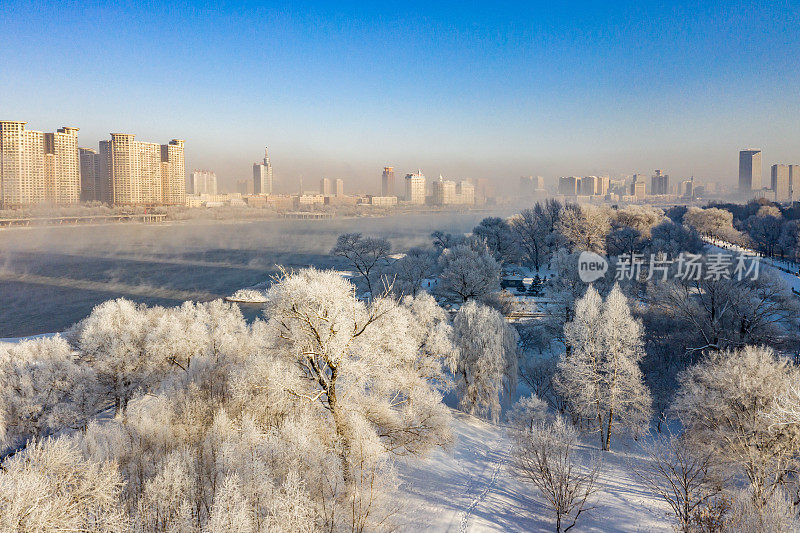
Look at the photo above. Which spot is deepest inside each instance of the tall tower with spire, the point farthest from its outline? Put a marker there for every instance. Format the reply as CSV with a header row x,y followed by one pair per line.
x,y
262,175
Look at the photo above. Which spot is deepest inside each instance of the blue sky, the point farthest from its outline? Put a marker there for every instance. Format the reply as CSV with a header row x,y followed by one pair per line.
x,y
339,89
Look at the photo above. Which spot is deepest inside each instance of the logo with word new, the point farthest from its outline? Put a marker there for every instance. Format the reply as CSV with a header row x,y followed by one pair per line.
x,y
591,266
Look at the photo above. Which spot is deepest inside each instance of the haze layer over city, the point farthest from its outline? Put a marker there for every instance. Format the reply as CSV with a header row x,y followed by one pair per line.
x,y
342,267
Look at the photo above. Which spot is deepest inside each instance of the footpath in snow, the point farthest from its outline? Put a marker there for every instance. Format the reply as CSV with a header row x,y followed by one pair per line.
x,y
472,487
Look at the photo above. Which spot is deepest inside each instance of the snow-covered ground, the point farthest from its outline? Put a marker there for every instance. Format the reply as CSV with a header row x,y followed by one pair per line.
x,y
472,487
779,267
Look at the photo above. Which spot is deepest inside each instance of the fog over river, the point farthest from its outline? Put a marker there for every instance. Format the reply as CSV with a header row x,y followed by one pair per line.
x,y
51,277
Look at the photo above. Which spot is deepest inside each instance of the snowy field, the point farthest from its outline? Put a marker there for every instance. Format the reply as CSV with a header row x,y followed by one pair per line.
x,y
472,487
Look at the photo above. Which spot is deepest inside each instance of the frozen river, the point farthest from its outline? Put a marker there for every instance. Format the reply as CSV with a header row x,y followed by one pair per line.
x,y
52,277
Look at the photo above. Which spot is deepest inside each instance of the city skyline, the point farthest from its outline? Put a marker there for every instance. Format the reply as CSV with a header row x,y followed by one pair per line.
x,y
492,92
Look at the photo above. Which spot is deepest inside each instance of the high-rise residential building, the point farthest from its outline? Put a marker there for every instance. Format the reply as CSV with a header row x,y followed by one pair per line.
x,y
603,184
794,180
780,183
37,167
244,186
415,188
686,188
447,192
91,185
142,173
569,185
444,192
465,193
325,186
749,170
150,173
590,185
63,162
262,175
659,183
639,187
174,176
484,191
203,182
387,181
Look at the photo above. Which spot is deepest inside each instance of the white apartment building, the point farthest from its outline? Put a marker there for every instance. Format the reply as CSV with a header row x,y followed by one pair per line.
x,y
37,167
262,175
203,182
415,188
142,173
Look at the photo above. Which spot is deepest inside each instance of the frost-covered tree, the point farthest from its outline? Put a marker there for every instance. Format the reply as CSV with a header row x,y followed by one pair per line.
x,y
671,239
764,229
640,218
485,364
688,480
51,487
533,231
584,227
366,254
600,375
725,403
113,341
544,455
624,241
496,233
748,515
720,314
43,389
468,274
408,272
361,362
712,221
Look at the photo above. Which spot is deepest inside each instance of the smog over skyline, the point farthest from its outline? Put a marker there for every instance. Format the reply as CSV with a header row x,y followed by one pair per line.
x,y
483,91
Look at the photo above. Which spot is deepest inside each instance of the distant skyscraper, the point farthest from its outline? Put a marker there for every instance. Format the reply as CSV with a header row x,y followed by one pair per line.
x,y
204,182
415,188
780,183
639,187
444,192
603,185
749,170
686,188
173,177
659,183
64,180
569,185
325,186
91,185
262,176
142,173
38,167
794,180
387,182
244,186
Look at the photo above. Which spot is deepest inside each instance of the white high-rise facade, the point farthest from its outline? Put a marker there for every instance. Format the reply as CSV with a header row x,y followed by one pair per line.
x,y
38,167
415,188
325,186
780,182
262,176
749,171
142,173
91,187
203,182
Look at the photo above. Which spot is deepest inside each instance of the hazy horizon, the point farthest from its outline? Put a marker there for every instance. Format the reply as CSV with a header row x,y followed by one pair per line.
x,y
465,91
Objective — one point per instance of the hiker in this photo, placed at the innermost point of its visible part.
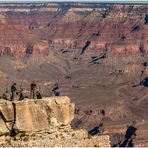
(13, 91)
(32, 91)
(21, 94)
(38, 95)
(4, 96)
(55, 90)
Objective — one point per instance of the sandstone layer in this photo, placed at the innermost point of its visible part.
(43, 122)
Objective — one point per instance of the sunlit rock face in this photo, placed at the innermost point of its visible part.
(36, 115)
(44, 122)
(47, 26)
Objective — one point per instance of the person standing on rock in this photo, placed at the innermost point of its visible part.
(21, 94)
(13, 91)
(55, 90)
(33, 89)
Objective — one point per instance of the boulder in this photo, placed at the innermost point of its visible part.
(35, 115)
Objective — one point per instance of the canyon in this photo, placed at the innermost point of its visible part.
(98, 54)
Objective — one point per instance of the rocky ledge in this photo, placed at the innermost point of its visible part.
(44, 122)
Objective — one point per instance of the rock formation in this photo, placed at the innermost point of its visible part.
(44, 122)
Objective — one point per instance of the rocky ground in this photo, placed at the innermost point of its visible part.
(97, 54)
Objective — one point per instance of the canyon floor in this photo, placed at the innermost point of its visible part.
(98, 54)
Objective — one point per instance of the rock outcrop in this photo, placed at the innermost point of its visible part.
(44, 122)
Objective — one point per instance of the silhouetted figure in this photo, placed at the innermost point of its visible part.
(13, 91)
(85, 47)
(4, 96)
(145, 82)
(21, 94)
(55, 90)
(32, 91)
(38, 95)
(77, 111)
(129, 136)
(95, 130)
(102, 111)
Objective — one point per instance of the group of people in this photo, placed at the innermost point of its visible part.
(34, 93)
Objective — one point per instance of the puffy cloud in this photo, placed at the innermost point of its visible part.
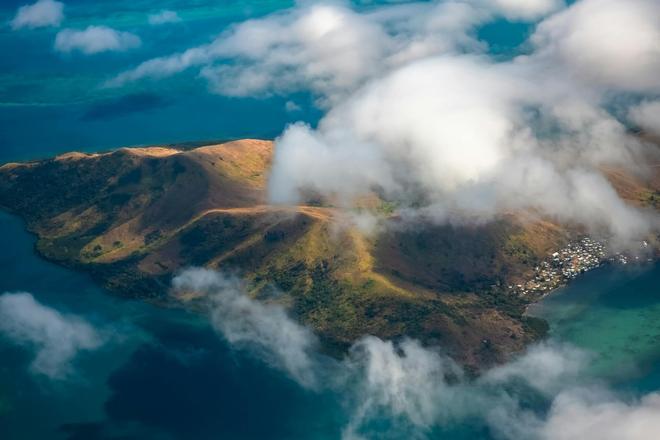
(418, 111)
(40, 14)
(163, 17)
(95, 39)
(405, 390)
(647, 116)
(412, 133)
(248, 323)
(325, 47)
(614, 43)
(527, 9)
(580, 414)
(56, 337)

----

(Work required) Output the full set of records above without changing a word, and drop the images.

(Written answer)
Look at the photo above. Which spot is deepest inside each instance of the tall tower with spire, the point farthest from its outline? Put a marker there for every instance. Format the reply as CSV with a header row x,y followed by one pair per line.
x,y
262,175
Look at the photo above. Which spot is deepest inside each instance of the blue sky, the point farthest from its outline? Put a marker there for every instance. Format the reply as CSV with a header row x,y followed by one pair per line.
x,y
339,89
Look at the photo above. Which spot is deepest inside each instance of the logo with word new, the point farthest from its outline? Put a marker there for every instance. Format the reply as CSV with a header row x,y followed by one pair per line.
x,y
591,266
Look at the photo above. Which spot is deepest inside each instance of the haze layer over city, the point farthest from its outline? Put a marker there for every instance. Format the reply as CSV with a header row x,y followed by one pair per line.
x,y
342,267
Look at the photo above. Which spot is deepest inside each instance of the footpath in snow, the point farthest from its outline? Put a marker there for every instance. Format the reply as CSV with a header row x,y followed by one pair per line.
x,y
472,487
Look at the photo above. Which spot is deepest inside each instance of the snow-covered ground, the point farthest from its outline? Put a marker there for every instance. Format the reply as CSV with a header row x,y followed by one pair per line.
x,y
472,487
779,267
Look at the photo above. Which spot is deepest inside each instance of the fog over river, the point farthest from its outline? Put a marker there for every instance. Format the reply as CSV with a header row x,y followed by one pair per line.
x,y
51,277
Look at the photo above. Which spot is deepest inside each instance of the snowy field, the point farthest from its outline? Put a marker there for every instance. Format the reply as CSV with a header row x,y followed by one pair per line.
x,y
472,487
Look at the photo above. Which spot is deepest inside each instance of the frozen river, the point farthest from its outline? Put a marker there for every instance. Format the reply as CSV with a header row x,y followed by one pair per line.
x,y
52,277
Look at the photo above. Which spot is deepest inside each instance of the city skyline, the point farthest from its outline? Put a marker there for every instance. Format the reply as CSV with a header row x,y followed by one pair per line.
x,y
492,92
Look at the photo above. Which spot is deepest inside each instance of the high-rise residential building, the point farthest from its outline? Put a marker there for every instance. Format the reply as CSV with a header row x,y followed by one pair per line.
x,y
603,184
794,180
780,183
37,167
244,186
415,188
686,188
447,192
91,185
142,173
569,185
444,192
465,193
325,186
749,170
150,173
590,185
63,162
262,175
659,183
639,187
174,176
484,191
203,182
387,181
Look at the photo above. Which spot is deepest inside each instance of the white apartment building, the point farthest from its outline? Put a marker there for every instance. Format the reply as CSV with a header row x,y followed by one pair per line.
x,y
37,167
262,175
203,182
415,188
142,173
Look at the photo above. Which spot is deepest inside each instance of the frost-covered tree, the point farthest from its outline? Put a marker there for every instance. Format the reply as CSV with a header row x,y followed by one pair per line.
x,y
671,239
764,229
640,218
485,364
688,480
51,487
533,231
584,227
366,254
600,375
725,403
113,341
544,455
624,241
496,233
748,515
720,314
43,389
468,274
408,272
361,362
712,221
Look at the photo above. Which spot is deepest inside each instance of the smog over skyline, the point farthest from its outline? Put a marker there for every instance. Format the reply as CSV with a header row x,y followed by one pair per line.
x,y
483,91
Look at the photo above. Which spot is deepest inside each instance of the distant skyscraper, the point farthest from its outline? Put a marker there for every instance. Format the reply as CSV with a header row x,y followed by one pair per line.
x,y
204,182
415,188
780,183
639,187
444,192
603,185
749,170
686,188
173,177
659,183
64,180
569,185
325,186
91,185
262,176
142,173
38,167
794,180
387,182
244,186
Look at the photo above. Which spot is deepest inside each instance of the white high-rise facade, the point farthest from its outline? Put a marker there for every instance. Format the reply as CSV with a header row x,y followed by one pair per line.
x,y
38,167
415,188
325,186
780,182
262,176
749,171
142,173
91,187
203,182
Look at the photo above. Which spot is deepest inside each instance of the hazy horizon, the point farthest from its outline? Put a marker there for every instance. Format the reply as CSV with a header row x,y followed by one pair per line.
x,y
465,91
Objective — one point per instance of the hiker in this photo, placed at the innermost point of its visible part.
(13, 91)
(32, 91)
(21, 94)
(38, 95)
(4, 96)
(55, 90)
Objective — one point per instance of the sandstone layer in this photo, placed at the innermost point of its visible part.
(43, 122)
Objective — one point per instance of the sunlit rock face in this photo, placed at the innermost point of its visible part.
(36, 115)
(44, 122)
(47, 26)
Objective — one point per instance of the person standing on rock in this photo, placed at the innermost point of its visible part.
(21, 94)
(13, 91)
(55, 90)
(33, 89)
Objective — one point per instance of the boulder in this photo, placed at the innermost point of its visible part.
(35, 115)
Objective — one point per instance of the canyon in this photo, placed at the innermost point of its visible part.
(98, 54)
Objective — one point per instance of the rocky ledge in this photo, placed at the innermost point of its visible part.
(44, 122)
Objective — one point per instance of the rock formation in this photo, placed at the innermost point of its visible part.
(44, 122)
Objective — one point per instance of the rocky ground in this photo, placed at the innermost point of its visible part.
(97, 54)
Objective — one point per instance of the canyon floor in this photo, placed at the innermost point of its visible part.
(98, 54)
Objective — one point per instance of the rock outcrop in this photo, placed at the innermost point of its visible part.
(44, 122)
Objective — one point per instance of the silhouetted figure in this photo, placed at the innermost point of its visible part.
(13, 91)
(85, 47)
(4, 96)
(145, 82)
(21, 94)
(55, 90)
(32, 91)
(38, 95)
(77, 111)
(129, 136)
(95, 130)
(102, 111)
Objective — one point per instance of the group of people in this photo, placed at the innermost point of its visible part.
(34, 93)
Objective — one point per instance of the puffy cloud in this photo, placed at the innermost point of its visible part.
(418, 111)
(40, 14)
(163, 17)
(95, 39)
(405, 390)
(647, 116)
(412, 133)
(248, 323)
(325, 47)
(614, 43)
(527, 9)
(580, 414)
(56, 337)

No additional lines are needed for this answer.